### Quoted passage
========================================

Let's have a bit of fun.
Imagine we stick a straight, rigid line into the equator, extending far into space, far beyond geosynchronous orbit. The line has a uniform density D and a constant cross-section S. We wanna know how much this thing would weigh and how far into space it would have to extend to hold itself up.
Keep in mind, anything under geosynchronous altitude effectively acts as weight, because force of gravity is larger then "centrifugal" force. Anything over geosynchronous altitude acts like an anchor, because force of gravity is lower then centrifugal force.
First we need to figure out how much force we need to keep the line up, if it only extended from Earth's surface to geosynchronous altitude.
F marks force, m marks mass, M marks the mass of Earth, G is gravitational constant, w is angular velocity and r is radius.
dF = dFg - dFc
dF = dm * g[r] - dm * w^2 * r
dF = dm * (g[r] - w^2 * r)
dm = S * D * dr
g[r] = M * G / r^2
dF = S * D * dr * (M * G / r^2 - w^2 * r)
dF = S * D * (M * G * dr / r^2 - w^2 * r * dr)
Now we integrate from the surface of the planet, marked as R0, to some high altitude marked as R:
F = S * D * (M * G * Integrate[dr/r^2, {r, R0, R}] - w^2 * Integrate[r * dr, {r, R0, R}]
The result is a bit ugly, but don't worry...
F = -D * S * (M * G * (1/R - 1/Ro) + (w^2)/2 * (R^2 - Ro^2))
Now, in order for the line to stay up there, the net force has to be 0. If not, it'll go flying off into space or come crashing down into Earth - or at the very least, end up in an elliptical orbit...
So:
0 = -D * S * (M * G * (1/R - 1/Ro) + (w^2)/2 * (R^2 - Ro^2))
The first thing that's noticeable is that density and cross-section don't matter (in this case).

========================================

### Record excerpts
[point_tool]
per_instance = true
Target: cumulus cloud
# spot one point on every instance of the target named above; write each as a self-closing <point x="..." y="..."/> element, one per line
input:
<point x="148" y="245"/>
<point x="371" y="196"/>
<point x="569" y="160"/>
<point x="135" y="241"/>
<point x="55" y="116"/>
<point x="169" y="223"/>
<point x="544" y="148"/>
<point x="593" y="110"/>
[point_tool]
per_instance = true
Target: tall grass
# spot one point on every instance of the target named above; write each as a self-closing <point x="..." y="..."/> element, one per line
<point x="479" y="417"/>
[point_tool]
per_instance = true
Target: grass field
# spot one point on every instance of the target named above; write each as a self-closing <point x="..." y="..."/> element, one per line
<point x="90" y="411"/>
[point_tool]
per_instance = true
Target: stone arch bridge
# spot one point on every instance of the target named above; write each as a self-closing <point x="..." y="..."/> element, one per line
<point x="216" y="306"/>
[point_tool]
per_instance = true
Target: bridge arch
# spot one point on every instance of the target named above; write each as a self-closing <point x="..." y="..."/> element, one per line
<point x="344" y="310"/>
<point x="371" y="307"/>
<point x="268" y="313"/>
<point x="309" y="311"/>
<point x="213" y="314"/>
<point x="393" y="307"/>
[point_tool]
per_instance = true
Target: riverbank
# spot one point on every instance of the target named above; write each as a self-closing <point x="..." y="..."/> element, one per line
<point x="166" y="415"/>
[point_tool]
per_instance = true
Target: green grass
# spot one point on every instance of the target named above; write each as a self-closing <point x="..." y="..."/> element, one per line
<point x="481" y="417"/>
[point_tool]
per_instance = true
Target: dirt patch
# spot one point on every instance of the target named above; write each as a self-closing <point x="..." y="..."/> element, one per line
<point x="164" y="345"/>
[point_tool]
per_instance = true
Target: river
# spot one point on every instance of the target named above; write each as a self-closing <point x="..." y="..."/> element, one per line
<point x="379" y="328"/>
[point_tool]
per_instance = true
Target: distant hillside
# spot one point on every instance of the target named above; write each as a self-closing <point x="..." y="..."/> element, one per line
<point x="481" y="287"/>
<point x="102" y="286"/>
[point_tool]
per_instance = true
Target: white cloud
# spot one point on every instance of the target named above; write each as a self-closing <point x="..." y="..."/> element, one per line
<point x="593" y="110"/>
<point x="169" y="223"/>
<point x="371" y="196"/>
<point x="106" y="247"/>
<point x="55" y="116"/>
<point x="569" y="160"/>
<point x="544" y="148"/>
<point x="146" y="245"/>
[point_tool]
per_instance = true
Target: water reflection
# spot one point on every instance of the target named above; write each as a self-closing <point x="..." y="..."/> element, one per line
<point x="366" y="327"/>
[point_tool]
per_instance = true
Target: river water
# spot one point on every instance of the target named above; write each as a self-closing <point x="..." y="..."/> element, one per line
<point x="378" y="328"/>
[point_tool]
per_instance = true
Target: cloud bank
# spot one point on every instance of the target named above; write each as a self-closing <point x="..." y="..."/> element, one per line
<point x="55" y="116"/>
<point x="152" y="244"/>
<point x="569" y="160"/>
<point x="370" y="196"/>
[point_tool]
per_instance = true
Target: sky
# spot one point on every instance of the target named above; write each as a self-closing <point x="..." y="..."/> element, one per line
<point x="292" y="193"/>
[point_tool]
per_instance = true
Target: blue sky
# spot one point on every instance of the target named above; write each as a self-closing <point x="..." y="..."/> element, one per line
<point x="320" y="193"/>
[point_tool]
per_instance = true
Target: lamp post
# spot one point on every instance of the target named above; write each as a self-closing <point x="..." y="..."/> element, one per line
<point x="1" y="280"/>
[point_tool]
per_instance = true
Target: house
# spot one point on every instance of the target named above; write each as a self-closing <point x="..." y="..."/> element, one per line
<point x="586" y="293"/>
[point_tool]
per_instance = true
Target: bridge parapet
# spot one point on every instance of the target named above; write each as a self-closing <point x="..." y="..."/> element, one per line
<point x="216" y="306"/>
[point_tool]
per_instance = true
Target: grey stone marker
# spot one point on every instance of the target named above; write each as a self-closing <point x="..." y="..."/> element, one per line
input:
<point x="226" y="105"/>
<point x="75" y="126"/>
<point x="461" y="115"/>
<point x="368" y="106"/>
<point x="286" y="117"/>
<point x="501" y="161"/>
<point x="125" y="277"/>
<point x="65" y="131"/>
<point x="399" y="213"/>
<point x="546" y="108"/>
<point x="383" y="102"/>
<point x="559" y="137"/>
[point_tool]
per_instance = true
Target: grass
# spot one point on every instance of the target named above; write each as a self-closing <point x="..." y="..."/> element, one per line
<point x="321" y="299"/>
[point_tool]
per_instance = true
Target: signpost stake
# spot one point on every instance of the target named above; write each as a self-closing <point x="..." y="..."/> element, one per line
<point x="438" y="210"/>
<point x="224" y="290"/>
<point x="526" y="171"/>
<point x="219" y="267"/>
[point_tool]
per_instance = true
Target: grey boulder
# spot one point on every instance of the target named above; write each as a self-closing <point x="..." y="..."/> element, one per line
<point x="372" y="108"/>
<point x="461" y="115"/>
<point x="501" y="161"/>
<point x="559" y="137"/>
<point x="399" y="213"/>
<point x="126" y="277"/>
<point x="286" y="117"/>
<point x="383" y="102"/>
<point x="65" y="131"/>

========================================

### To be done
A. Copy out the equatorial line derivation from "Keep in mind, anything" to "then centrifugal force.".
B. In the equatorial line derivation, list every symbol defined in the sentence that begins "F marks force," along with what each one stands for.
C. Continue the equatorial line derivation past its final sentence.

### Results in order
A.
Keep in mind, anything under geosynchronous altitude effectively acts as weight, because force of gravity is larger then "centrifugal" force. Anything over geosynchronous altitude acts like an anchor, because force of gravity is lower then centrifugal force.

B.
- F: force
- m: mass
- M: the mass of Earth
- G: the gravitational constant
- w: angular velocity
- r: radius

C.
You turn the equation around and you get this:
R * (2 * M * G + w^2 * Ro^3) = Ro * (2 * M * G + w^2 * R^3)
The first solution is obviously R = R0. But that would mean the length of the line is 0.
Of the two remaining solutions, one is negative. The line could stretch into the planet for the equation to be true.
The one we're interested in is this:
R = (Sqrt[R0^3 * w^2 + 8 * G * M] / (2 * Sqrt[R0] * w)) - R0 / 2
Obviously the whole thing fails if the length of the line is 0, or if the planet doesn't rotate... but we don't need to worry about that..................
---------- Post added at 14:36 ---------- Previous post was at 14:25 ----------
And some values:
For Earth, such a line would need to extend to about 1.5*10^8 m out (that's radius measured from the center of Earth - but not that it makes much difference).
The Moon, for comparison is 3.6 * 10^8 m out at it's closest, so assuming I did the calculation correctly, the line for the space elevator would have to extend out to almost half the Moon's orbital radius. A bit more, if we wanna keep the line straight and haul up some weight.
I hope someone can go over my calculations and check for mistakes...